Kids, don't play with fire!! (unless your mother hands it to you after dipping it in melted wax to create a torch.) There's actually so much to say about this - about how I think it helps them, especially the Monkey, feel in control and independent and how I want to make sure they don't grow up in the bubble of paranoia and fear that seems to have claimed our society.  But for now, I'll let the pictures describe the moment

Remember our ant farm?  Here's an update. In case the photo isn't clear, they are indeed all dead.  Apparently, digging those two small tunnels took the life out of them. And we missed seeing them dig the tunnels because of the Hurricane.  Best money I ever spent.

The Monkey learned to ride without training wheels this past weekend.  Thanks to the wonderful advice from a friend, it took about 15 minutes.  He was very proud of himself, and rightly so.

As for the homeschooling portion of our lives, here's a rundown:

We are a little more than halfway through with Singapore 1B. We are currently finishing up multiplication.  It is going well but it is the area that causes the most frustration for both of us, not because of his abilities but because of his distractability. Though, he was much more focused and excited about multiplication so I am hoping the frustration was a result of his boredom from working on material that he clearly knew.

We are on week 13 of Writing With Ease but I've skipped a couple of weeks that seemed redundant. That was hard for me to do - to skip something.  And it comes back around to my own process of deschooling.

We are enjoying history but aren't as far along as I thought we would be. I think we are on chapter 8 from Story of the World. We spent a lot of time on Egypt and I am glad I haven't felt the need to rush him through it. He loves history and wants to delve deeply into the topics. If it takes us two years to get through Ancient History than so be it.  I want to move at his pace so that he continues to love history.

I'm not moving at his pace for science. I'm moving much, much slower than he would like.  He wants to do science every day and I find it to be too labor intensive and I end up not following through.  I am working on this, though, and plan to go on an earthworm dig with him tomorrow night.  I like our science program so-so (R.E.A.L. Science: Life) though I wish it was more literature based.  My ideal science program would be to read a few books about a topic, like earthworms, and then do one lab.  I could make this program work like that.  I need to evaluate both the program and my own hang-ups with this.

We haven't been keeping up with our read-alouds, except for picture books with the Duckling during the day.  His independent reading has taken off and he is currently on Harry Potter #3.  I don't want to pull him away from a book he is engrossed with to read to him.  I think we'll get back around to our read-alouds once he is finished with the Harry Potter books (I'm not sure how many he'll read - things get a bit dark in #4)

# EXERCISES TO COMPLETE:
• 1. According to the homeschooling post, how long did it take the Monkey to learn to ride without training wheels?
• 2. Retype the part of the homeschooling post starting with "We are a little" and going on through "process of deschooling.".

Contour labeling entries:
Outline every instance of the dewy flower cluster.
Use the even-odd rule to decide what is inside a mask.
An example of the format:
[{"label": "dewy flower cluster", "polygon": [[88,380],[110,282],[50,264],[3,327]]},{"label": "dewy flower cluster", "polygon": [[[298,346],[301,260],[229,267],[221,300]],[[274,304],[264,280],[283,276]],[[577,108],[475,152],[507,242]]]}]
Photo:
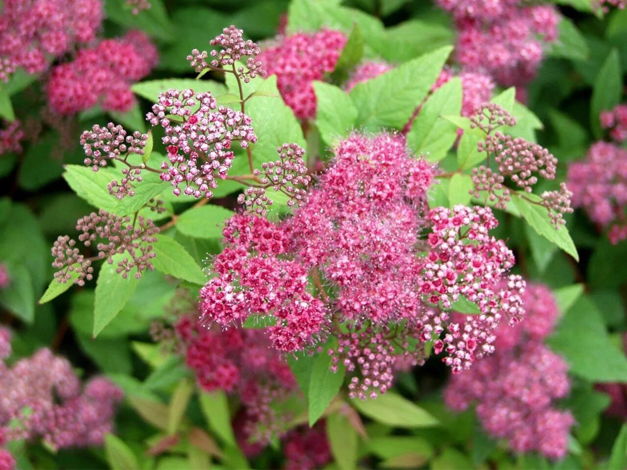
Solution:
[{"label": "dewy flower cluster", "polygon": [[345,44],[344,33],[322,29],[280,36],[259,56],[268,73],[276,74],[278,91],[298,119],[315,117],[313,81],[333,71]]},{"label": "dewy flower cluster", "polygon": [[54,449],[102,444],[122,398],[119,389],[103,377],[83,389],[71,365],[46,348],[9,367],[10,354],[10,333],[0,328],[0,445],[36,438]]},{"label": "dewy flower cluster", "polygon": [[608,229],[612,243],[627,238],[627,150],[596,142],[584,160],[571,164],[567,180],[573,205],[583,207],[593,222]]},{"label": "dewy flower cluster", "polygon": [[128,111],[135,103],[130,85],[147,75],[157,60],[156,48],[140,31],[82,49],[73,61],[52,70],[47,88],[50,107],[67,115],[97,105]]},{"label": "dewy flower cluster", "polygon": [[[421,362],[427,342],[446,350],[455,372],[491,353],[500,320],[521,317],[524,283],[512,276],[492,288],[514,260],[488,234],[497,225],[490,210],[427,211],[435,170],[411,155],[402,136],[354,134],[335,154],[292,217],[238,215],[227,223],[217,276],[201,291],[201,321],[236,326],[265,317],[273,322],[266,334],[285,353],[330,331],[340,339],[330,352],[333,368],[359,370],[350,392],[362,398],[391,386],[399,357]],[[481,314],[450,321],[446,310],[461,296]]]},{"label": "dewy flower cluster", "polygon": [[552,6],[520,0],[438,0],[457,24],[457,61],[469,71],[487,73],[500,84],[524,87],[535,75],[543,42],[557,37]]},{"label": "dewy flower cluster", "polygon": [[0,16],[0,80],[17,69],[45,70],[76,44],[93,40],[100,0],[6,0]]},{"label": "dewy flower cluster", "polygon": [[525,321],[515,328],[500,327],[495,354],[453,376],[445,400],[455,410],[476,403],[485,430],[507,439],[513,450],[559,459],[574,420],[555,405],[570,389],[567,366],[542,343],[554,327],[557,306],[541,285],[528,286],[523,300]]}]

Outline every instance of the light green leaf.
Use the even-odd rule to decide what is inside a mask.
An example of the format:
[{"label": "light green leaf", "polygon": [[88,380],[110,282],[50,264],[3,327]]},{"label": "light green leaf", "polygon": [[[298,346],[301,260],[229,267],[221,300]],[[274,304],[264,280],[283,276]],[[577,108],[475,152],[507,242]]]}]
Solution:
[{"label": "light green leaf", "polygon": [[357,84],[350,91],[357,108],[356,125],[372,131],[402,128],[435,83],[451,50],[441,48]]},{"label": "light green leaf", "polygon": [[601,135],[599,116],[620,103],[623,94],[623,75],[618,51],[613,49],[594,80],[590,101],[590,123],[594,137]]},{"label": "light green leaf", "polygon": [[309,426],[313,426],[337,395],[344,378],[341,364],[337,372],[331,372],[332,357],[326,350],[319,353],[312,367],[309,380]]},{"label": "light green leaf", "polygon": [[[513,193],[512,196],[512,199],[520,211],[520,214],[536,233],[555,243],[576,261],[579,261],[579,256],[568,232],[568,229],[566,226],[562,226],[559,229],[555,228],[551,222],[546,208],[534,203],[540,201],[539,196],[521,193]],[[530,202],[529,199],[534,202]]]},{"label": "light green leaf", "polygon": [[129,255],[115,254],[113,263],[105,263],[100,268],[96,283],[96,300],[93,307],[93,337],[95,338],[132,296],[141,279],[129,273],[126,279],[115,272],[118,263]]},{"label": "light green leaf", "polygon": [[224,222],[234,214],[220,206],[192,207],[179,216],[176,229],[194,238],[221,238]]},{"label": "light green leaf", "polygon": [[157,271],[194,284],[204,285],[207,278],[194,258],[172,238],[159,234],[153,245],[156,254],[151,260]]},{"label": "light green leaf", "polygon": [[331,454],[340,470],[357,468],[357,432],[348,418],[340,413],[334,413],[327,417],[327,436]]},{"label": "light green leaf", "polygon": [[387,392],[374,399],[352,400],[360,412],[377,422],[396,427],[428,427],[437,426],[435,417],[409,400],[394,392]]},{"label": "light green leaf", "polygon": [[231,426],[231,414],[226,394],[220,390],[202,392],[200,394],[200,405],[205,419],[218,437],[224,444],[236,446]]},{"label": "light green leaf", "polygon": [[591,382],[627,382],[627,358],[614,346],[596,306],[583,296],[562,317],[547,340],[571,373]]},{"label": "light green leaf", "polygon": [[332,145],[346,137],[357,118],[357,108],[341,88],[322,81],[314,81],[317,100],[315,125],[322,140]]},{"label": "light green leaf", "polygon": [[139,464],[133,451],[117,436],[105,435],[105,455],[113,470],[137,470]]},{"label": "light green leaf", "polygon": [[457,138],[457,126],[443,118],[461,110],[461,81],[455,78],[438,88],[427,100],[407,135],[407,144],[430,162],[446,156]]},{"label": "light green leaf", "polygon": [[448,204],[453,207],[457,204],[470,204],[470,190],[474,187],[470,175],[455,173],[448,184]]}]

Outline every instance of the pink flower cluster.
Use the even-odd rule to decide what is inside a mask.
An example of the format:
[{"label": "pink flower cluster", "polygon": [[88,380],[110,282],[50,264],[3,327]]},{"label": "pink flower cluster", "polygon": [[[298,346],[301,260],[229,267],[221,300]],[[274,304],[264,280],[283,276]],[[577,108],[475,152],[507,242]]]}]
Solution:
[{"label": "pink flower cluster", "polygon": [[[0,343],[6,336],[0,330]],[[103,377],[82,388],[71,365],[48,349],[11,367],[0,360],[0,427],[5,438],[41,437],[55,449],[102,444],[112,431],[122,391]]]},{"label": "pink flower cluster", "polygon": [[618,105],[601,113],[601,126],[609,129],[610,137],[618,144],[627,140],[627,105]]},{"label": "pink flower cluster", "polygon": [[147,75],[157,61],[157,48],[140,31],[101,41],[52,70],[47,87],[50,107],[67,115],[97,105],[128,111],[135,103],[130,85]]},{"label": "pink flower cluster", "polygon": [[593,222],[608,229],[612,243],[627,238],[627,150],[608,142],[594,144],[585,160],[571,164],[567,182],[573,206],[583,207]]},{"label": "pink flower cluster", "polygon": [[523,296],[527,316],[517,333],[500,327],[497,352],[472,372],[454,375],[445,400],[454,410],[476,402],[483,427],[507,439],[514,451],[559,459],[566,453],[574,420],[554,404],[569,391],[567,365],[542,343],[555,324],[557,306],[544,286],[530,285]]},{"label": "pink flower cluster", "polygon": [[268,74],[276,74],[278,91],[298,119],[315,116],[312,82],[333,71],[345,44],[344,33],[323,29],[281,36],[275,45],[262,51],[259,60]]},{"label": "pink flower cluster", "polygon": [[[172,117],[167,117],[167,115]],[[166,131],[162,139],[168,162],[161,164],[161,179],[169,182],[175,196],[210,198],[233,162],[233,142],[242,149],[257,141],[251,118],[240,111],[218,107],[209,91],[169,90],[159,94],[146,119]]]},{"label": "pink flower cluster", "polygon": [[557,37],[559,17],[549,5],[520,0],[438,0],[458,28],[456,58],[466,70],[487,73],[505,86],[524,86],[542,59],[543,42]]},{"label": "pink flower cluster", "polygon": [[6,0],[0,16],[0,80],[18,68],[38,73],[75,44],[93,40],[100,0]]},{"label": "pink flower cluster", "polygon": [[21,154],[20,141],[24,138],[22,124],[19,120],[9,123],[6,128],[0,129],[0,156],[15,152]]}]

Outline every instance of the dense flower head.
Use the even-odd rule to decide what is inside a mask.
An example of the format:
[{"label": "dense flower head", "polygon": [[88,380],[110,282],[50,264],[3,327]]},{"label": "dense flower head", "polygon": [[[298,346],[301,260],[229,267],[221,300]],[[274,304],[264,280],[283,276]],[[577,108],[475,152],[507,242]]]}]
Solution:
[{"label": "dense flower head", "polygon": [[[219,47],[220,50],[214,49],[208,54],[206,51],[200,52],[194,49],[187,56],[187,60],[197,72],[201,72],[209,66],[214,69],[231,68],[246,83],[258,75],[265,76],[263,65],[256,58],[261,53],[261,50],[250,39],[245,40],[243,36],[241,29],[231,24],[225,28],[222,34],[209,41],[211,46]],[[206,61],[208,56],[211,57],[208,63]],[[243,57],[246,58],[245,68],[238,63]]]},{"label": "dense flower head", "polygon": [[525,86],[542,60],[543,42],[557,37],[559,17],[552,6],[526,6],[519,0],[438,3],[457,24],[459,63],[502,85]]},{"label": "dense flower head", "polygon": [[567,183],[572,204],[582,207],[613,243],[627,238],[627,150],[598,142],[585,160],[571,164]]},{"label": "dense flower head", "polygon": [[299,119],[315,116],[313,81],[333,71],[345,44],[344,33],[324,29],[280,36],[259,56],[268,73],[277,75],[281,96]]},{"label": "dense flower head", "polygon": [[156,48],[140,31],[82,49],[73,61],[52,70],[47,86],[50,107],[66,115],[97,105],[128,111],[135,103],[130,85],[147,75],[157,59]]},{"label": "dense flower head", "polygon": [[95,377],[83,389],[70,363],[46,348],[10,367],[0,362],[0,427],[6,439],[40,437],[61,449],[102,444],[112,431],[122,393],[108,379]]},{"label": "dense flower head", "polygon": [[161,164],[161,179],[170,182],[175,196],[212,197],[216,177],[224,179],[233,163],[233,142],[245,149],[257,141],[250,117],[218,107],[209,91],[171,89],[159,93],[146,119],[166,132],[162,141],[168,160]]},{"label": "dense flower head", "polygon": [[157,241],[154,236],[159,229],[150,219],[139,216],[132,222],[128,216],[119,217],[100,209],[98,213],[79,219],[76,230],[82,232],[78,241],[85,247],[95,244],[97,254],[86,258],[76,247],[75,240],[67,236],[59,236],[51,250],[55,258],[52,266],[58,269],[55,278],[58,282],[73,279],[75,284],[84,285],[86,280],[93,278],[93,261],[105,259],[112,264],[113,256],[118,254],[125,256],[118,262],[115,271],[124,278],[134,269],[138,279],[144,271],[152,270],[150,260],[156,256],[152,244]]},{"label": "dense flower head", "polygon": [[75,44],[93,40],[102,19],[100,0],[7,0],[0,16],[0,80],[16,70],[45,70]]},{"label": "dense flower head", "polygon": [[610,137],[618,144],[627,140],[627,105],[618,105],[614,109],[601,113],[601,125],[609,129]]}]

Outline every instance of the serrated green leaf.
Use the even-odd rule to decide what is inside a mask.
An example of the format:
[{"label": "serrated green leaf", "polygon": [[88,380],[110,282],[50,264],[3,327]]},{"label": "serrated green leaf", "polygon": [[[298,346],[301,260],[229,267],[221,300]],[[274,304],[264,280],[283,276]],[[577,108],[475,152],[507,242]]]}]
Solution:
[{"label": "serrated green leaf", "polygon": [[378,131],[400,129],[435,83],[452,48],[425,54],[350,90],[357,108],[356,125]]},{"label": "serrated green leaf", "polygon": [[556,229],[551,222],[547,209],[544,206],[530,201],[530,199],[535,202],[539,202],[540,199],[539,196],[532,194],[520,193],[514,193],[512,196],[512,199],[520,211],[520,214],[536,233],[555,243],[576,260],[579,261],[579,256],[577,253],[577,248],[566,226]]},{"label": "serrated green leaf", "polygon": [[224,222],[234,214],[220,206],[192,207],[179,216],[176,229],[194,238],[221,238]]},{"label": "serrated green leaf", "polygon": [[140,279],[129,273],[126,279],[115,272],[118,263],[128,256],[126,253],[113,255],[113,263],[105,263],[96,282],[96,298],[93,306],[93,337],[96,337],[132,296]]},{"label": "serrated green leaf", "polygon": [[152,246],[157,256],[151,262],[157,271],[201,285],[207,281],[206,276],[194,258],[174,239],[159,234],[157,243]]},{"label": "serrated green leaf", "polygon": [[322,141],[332,145],[346,137],[357,118],[357,108],[341,88],[322,81],[314,82],[317,102],[315,125]]},{"label": "serrated green leaf", "polygon": [[457,139],[457,126],[443,118],[461,110],[461,81],[452,78],[427,100],[407,135],[407,144],[430,162],[446,156]]},{"label": "serrated green leaf", "polygon": [[395,427],[428,427],[438,420],[422,408],[394,392],[388,391],[374,399],[352,400],[361,413],[377,422]]}]

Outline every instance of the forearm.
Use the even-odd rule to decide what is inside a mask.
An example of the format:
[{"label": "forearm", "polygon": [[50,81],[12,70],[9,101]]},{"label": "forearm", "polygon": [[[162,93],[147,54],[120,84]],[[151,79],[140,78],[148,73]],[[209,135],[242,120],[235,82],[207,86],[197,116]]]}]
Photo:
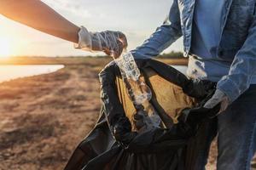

# RESULTS FOR EACH TASK:
• 1. About 15 minutes.

• 2.
We are a little more than halfway through with Singapore 1B. We are currently finishing up multiplication.  It is going well but it is the area that causes the most frustration for both of us, not because of his abilities but because of his distractability. Though, he was much more focused and excited about multiplication so I am hoping the frustration was a result of his boredom from working on material that he clearly knew.

We are on week 13 of Writing With Ease but I've skipped a couple of weeks that seemed redundant. That was hard for me to do - to skip something.  And it comes back around to my own process of deschooling.